■ Goal: Every record here should be printed again exactly.

# Start of Stored rows

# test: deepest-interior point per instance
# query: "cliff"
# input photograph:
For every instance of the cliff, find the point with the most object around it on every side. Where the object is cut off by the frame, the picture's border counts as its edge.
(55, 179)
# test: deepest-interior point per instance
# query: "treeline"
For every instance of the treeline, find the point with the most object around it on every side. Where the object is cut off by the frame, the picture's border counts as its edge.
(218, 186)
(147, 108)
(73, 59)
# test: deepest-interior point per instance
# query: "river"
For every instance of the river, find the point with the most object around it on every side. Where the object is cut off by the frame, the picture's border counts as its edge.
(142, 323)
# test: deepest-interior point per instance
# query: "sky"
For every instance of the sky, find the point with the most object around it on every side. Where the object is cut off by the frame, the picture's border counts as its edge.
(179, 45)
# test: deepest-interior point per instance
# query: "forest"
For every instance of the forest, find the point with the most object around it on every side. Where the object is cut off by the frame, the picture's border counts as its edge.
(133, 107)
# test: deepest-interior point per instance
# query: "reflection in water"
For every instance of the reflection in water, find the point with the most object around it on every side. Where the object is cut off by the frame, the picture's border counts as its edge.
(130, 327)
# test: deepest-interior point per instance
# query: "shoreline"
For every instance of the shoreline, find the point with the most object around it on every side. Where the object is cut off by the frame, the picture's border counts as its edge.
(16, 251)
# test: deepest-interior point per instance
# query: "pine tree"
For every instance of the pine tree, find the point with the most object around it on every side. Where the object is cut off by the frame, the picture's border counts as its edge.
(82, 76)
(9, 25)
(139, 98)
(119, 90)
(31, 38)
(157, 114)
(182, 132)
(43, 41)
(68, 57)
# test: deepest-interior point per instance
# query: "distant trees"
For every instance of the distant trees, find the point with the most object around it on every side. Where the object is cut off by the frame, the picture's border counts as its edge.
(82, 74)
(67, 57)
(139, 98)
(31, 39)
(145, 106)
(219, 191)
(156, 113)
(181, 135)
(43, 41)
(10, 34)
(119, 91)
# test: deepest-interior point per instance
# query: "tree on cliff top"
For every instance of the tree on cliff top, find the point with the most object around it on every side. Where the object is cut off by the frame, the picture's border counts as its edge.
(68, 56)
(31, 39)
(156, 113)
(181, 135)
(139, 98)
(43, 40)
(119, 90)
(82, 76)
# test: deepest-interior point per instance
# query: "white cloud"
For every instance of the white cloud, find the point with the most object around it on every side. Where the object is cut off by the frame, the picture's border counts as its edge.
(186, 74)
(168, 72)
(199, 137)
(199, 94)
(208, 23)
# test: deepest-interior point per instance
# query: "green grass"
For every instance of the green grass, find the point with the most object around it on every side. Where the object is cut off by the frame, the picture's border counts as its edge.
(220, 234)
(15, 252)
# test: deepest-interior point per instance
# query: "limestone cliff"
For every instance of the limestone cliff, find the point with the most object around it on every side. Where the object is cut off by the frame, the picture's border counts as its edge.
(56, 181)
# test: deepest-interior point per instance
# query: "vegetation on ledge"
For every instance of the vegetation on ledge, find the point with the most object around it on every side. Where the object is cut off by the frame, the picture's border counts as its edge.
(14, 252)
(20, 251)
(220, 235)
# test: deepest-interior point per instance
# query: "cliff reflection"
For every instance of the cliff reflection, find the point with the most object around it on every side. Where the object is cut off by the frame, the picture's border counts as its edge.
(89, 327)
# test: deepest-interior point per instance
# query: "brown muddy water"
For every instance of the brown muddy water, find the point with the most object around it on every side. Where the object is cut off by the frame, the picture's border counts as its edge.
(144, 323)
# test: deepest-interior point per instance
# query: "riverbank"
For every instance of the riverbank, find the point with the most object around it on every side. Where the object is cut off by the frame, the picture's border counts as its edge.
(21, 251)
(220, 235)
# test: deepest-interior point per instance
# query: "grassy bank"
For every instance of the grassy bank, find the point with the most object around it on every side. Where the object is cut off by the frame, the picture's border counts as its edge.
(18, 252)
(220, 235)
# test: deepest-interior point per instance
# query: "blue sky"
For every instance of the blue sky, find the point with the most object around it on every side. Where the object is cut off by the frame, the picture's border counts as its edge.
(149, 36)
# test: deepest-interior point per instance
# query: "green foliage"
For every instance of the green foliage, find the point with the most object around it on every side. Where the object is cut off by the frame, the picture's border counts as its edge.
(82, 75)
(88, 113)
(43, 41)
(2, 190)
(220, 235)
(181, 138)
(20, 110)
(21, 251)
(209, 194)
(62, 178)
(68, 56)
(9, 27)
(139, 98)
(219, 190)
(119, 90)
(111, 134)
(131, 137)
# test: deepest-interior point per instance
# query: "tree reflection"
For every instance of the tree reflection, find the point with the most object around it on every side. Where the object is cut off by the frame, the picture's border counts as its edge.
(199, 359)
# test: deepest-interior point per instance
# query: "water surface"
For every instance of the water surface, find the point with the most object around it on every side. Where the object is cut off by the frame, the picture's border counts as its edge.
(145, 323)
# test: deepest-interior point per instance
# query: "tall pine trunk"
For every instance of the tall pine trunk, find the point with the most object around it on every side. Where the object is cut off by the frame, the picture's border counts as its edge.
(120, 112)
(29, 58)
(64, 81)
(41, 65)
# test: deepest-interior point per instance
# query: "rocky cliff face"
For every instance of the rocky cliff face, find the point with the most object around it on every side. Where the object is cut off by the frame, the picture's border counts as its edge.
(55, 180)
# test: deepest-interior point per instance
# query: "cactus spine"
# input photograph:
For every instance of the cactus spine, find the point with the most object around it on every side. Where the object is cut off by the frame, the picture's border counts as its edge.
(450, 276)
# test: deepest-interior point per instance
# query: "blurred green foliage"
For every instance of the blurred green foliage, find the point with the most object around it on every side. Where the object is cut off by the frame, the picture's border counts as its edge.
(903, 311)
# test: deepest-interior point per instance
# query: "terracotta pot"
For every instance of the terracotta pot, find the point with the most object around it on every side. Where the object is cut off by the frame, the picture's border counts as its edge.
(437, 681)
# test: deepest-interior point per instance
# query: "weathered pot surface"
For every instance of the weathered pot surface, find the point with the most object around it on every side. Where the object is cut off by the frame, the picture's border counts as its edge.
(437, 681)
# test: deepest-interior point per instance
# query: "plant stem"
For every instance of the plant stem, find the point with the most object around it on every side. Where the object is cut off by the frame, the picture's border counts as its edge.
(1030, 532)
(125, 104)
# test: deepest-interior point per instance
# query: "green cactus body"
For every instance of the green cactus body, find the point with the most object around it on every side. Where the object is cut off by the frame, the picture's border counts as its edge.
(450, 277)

# End of Stored rows

■ Written solution:
# test: deepest-interior point per instance
# query: "cliff"
# input photograph:
For every instance of the cliff, find the point with the most object around it on every side. Where the object is cut off by the frame, the picture's border counts as its edge.
(55, 179)
# test: deepest-interior point per instance
# query: "treeline"
For every instance of the treeline, find the point with the most object around it on every side. Where the object is cut off by the frame, the picture's border counts as its edge.
(218, 186)
(147, 108)
(73, 59)
# test: deepest-interior point per instance
# query: "river"
For every instance of the river, find the point with the most object around it on every side. Where the object is cut off by the frame, the picture's border counts as its edge.
(142, 323)
# test: deepest-interior point per instance
# query: "sky"
For every instance of the sky, find the point with the most object around it on every side. Where the object is cut off by the frame, the picture's border counts as its edge.
(179, 45)
# test: deepest-interior point per instance
# query: "forest"
For every instance of the forest, find the point with the most object around it on every side. Where the object is cut off by the frame, the picture's border counts as its edge.
(133, 107)
# test: deepest-interior point per instance
# query: "reflection in water"
For every instance of the reflection in water, find the point with the most object around it on every side. Where the object is cut off by the frame, the picture's border counts as its edge.
(130, 327)
# test: deepest-interior point per instance
# query: "shoreline"
For every instance of the shoreline, find the point with the most object around it on every side. Where the object is cut off by the frame, the picture's border counts as its edge.
(16, 251)
# test: deepest-interior point per instance
# query: "pine tree"
For every instance of the pine tree, find the point with the most object around it on every side. Where the object is cut off by the frame, the picture's border counts as its edge.
(82, 76)
(9, 25)
(139, 98)
(119, 90)
(31, 38)
(157, 114)
(182, 132)
(43, 41)
(68, 57)
# test: deepest-interior point per instance
# query: "distant trees"
For every instance of the distant trees, find the point with the most object around it on every side. Where the object is cut off by the frame, the picture's border counts as its edge.
(82, 74)
(67, 57)
(139, 98)
(31, 39)
(145, 106)
(219, 191)
(156, 113)
(181, 135)
(43, 41)
(10, 34)
(119, 91)
# test: deepest-interior point per instance
# query: "tree on cliff top"
For every instance of the tree on cliff top, find the point with the most object around it on every side. Where the object is cut off by the frame, the picture's border counts as its edge.
(68, 56)
(31, 39)
(156, 113)
(181, 135)
(139, 98)
(43, 40)
(119, 90)
(82, 76)
# test: deepest-interior point per instance
# query: "white cloud"
For every instance of the white cloud, find the point with the most object around it on every side. Where the object is cut off by the frame, the picture's border counts as its edge.
(186, 74)
(168, 72)
(199, 137)
(199, 94)
(208, 23)
# test: deepest-interior point per instance
# query: "green grass"
For every instance of the green grass, find the point with the most object around it on every side. Where the object is cut off by the frame, the picture's border counts as its edge.
(220, 234)
(15, 252)
# test: deepest-interior point per instance
# query: "limestone cliff"
For every instance of the limestone cliff, find the point with the most object around it on every side. Where the object is cut off by the frame, the picture's border counts as its edge.
(56, 181)
# test: deepest-interior point per instance
# query: "vegetation on ledge"
For every instance of the vegetation on ledge, find the point with the most object around it on every side. Where the object is cut off by the frame, the picture's border counts as its edge.
(14, 252)
(20, 251)
(220, 235)
# test: deepest-interior point per instance
# query: "cliff reflection"
For every instance of the cliff reflection, find the point with the most object around it on every side. Where the object is cut off by the frame, the picture's border counts as its edge.
(89, 327)
# test: deepest-interior point per instance
# query: "brown muddy water"
For every instance of the brown muddy water, find the point with the most object around it on every side. Where the object is cut off by the frame, the picture's border counts as its edge.
(144, 323)
# test: deepest-interior point per instance
# query: "riverbank"
For every instance of the riverbank, find the point with the most object around it on every side. Where the object is cut off by the frame, the picture's border counts as its edge.
(21, 251)
(220, 235)
# test: deepest-interior point per instance
# query: "grassy bank"
For every instance of the grassy bank, find the point with the most object around it on every side. Where the object is cut off by the frame, the picture's border counts as its edge.
(18, 252)
(220, 235)
# test: deepest-interior point per instance
# query: "blue sky"
For every instance of the blue sky, find the point with the most object around it on every side. Where the object is cut off by the frame, the picture's border counts as its edge.
(149, 36)
# test: deepest-interior point per instance
# query: "green foliage"
For every instance of the green foliage, find the point with the most object around it on every side. Where the object is cut off by the frame, the picture's border counts as its edge.
(82, 75)
(88, 113)
(43, 41)
(2, 190)
(220, 235)
(181, 138)
(20, 110)
(21, 251)
(209, 194)
(62, 178)
(68, 56)
(9, 27)
(139, 98)
(219, 190)
(119, 90)
(111, 134)
(131, 137)
# test: deepest-interior point per instance
# query: "tree reflection"
For every instance of the tree reflection, find the point with the most object around it on every side. Where the object is cut off by the frame, the picture's border counts as its edge.
(199, 359)
# test: deepest-interior point per instance
# query: "water surface"
For every instance of the water surface, find the point with the most object around it on every side. Where the object is cut off by the frame, the picture's border counts as its edge.
(145, 323)
# test: deepest-interior point per instance
# query: "tall pine trunk"
For every instance of the tall pine trunk, find the point with the most object around it on every side. Where the object is cut off by the frame, the picture's border counts as its edge.
(120, 112)
(29, 58)
(64, 81)
(41, 65)
# test: deepest-interior point per instance
# query: "rocky cliff face"
For every instance of the rocky cliff face, find the point with the most object around it on every side. Where the object is cut off by the frame, the picture's border counts as its edge.
(55, 180)
# test: deepest-interior point per instance
# query: "cactus spine"
# input photograph:
For every instance of the cactus spine, find the point with the most object around it on every side. Where the object is cut off by the frame, the picture's border counts as its edge.
(450, 276)
# test: deepest-interior point per instance
# query: "blurred green foliage"
For every instance of the blurred green foliage, find the point with the most object around it on every side. Where the object is cut off by the frame, the picture's border counts as its edge.
(903, 311)
# test: deepest-interior point per instance
# query: "terracotta pot"
For every instance of the terracotta pot, find the point with the most object around it on every side. Where the object is cut off by the frame, the picture's border counts as its edge.
(437, 681)
# test: deepest-interior point per instance
# query: "weathered pot surface"
For every instance of the weathered pot surface, find the point with the most object around it on every side. Where the object is cut off by the frame, the picture's border counts as its edge.
(437, 681)
# test: deepest-interior point per instance
# query: "plant stem"
For every instance of the plant stem, find the point with the most object around it on every side. Where the object is cut off by the frame, the picture's border counts as its edge.
(1030, 532)
(125, 104)
# test: deepest-interior point per instance
# query: "green cactus body"
For every instance of the green cactus body, find the point with the most object around it on every side. Where the object is cut off by the frame, the picture's border counts as its edge.
(450, 277)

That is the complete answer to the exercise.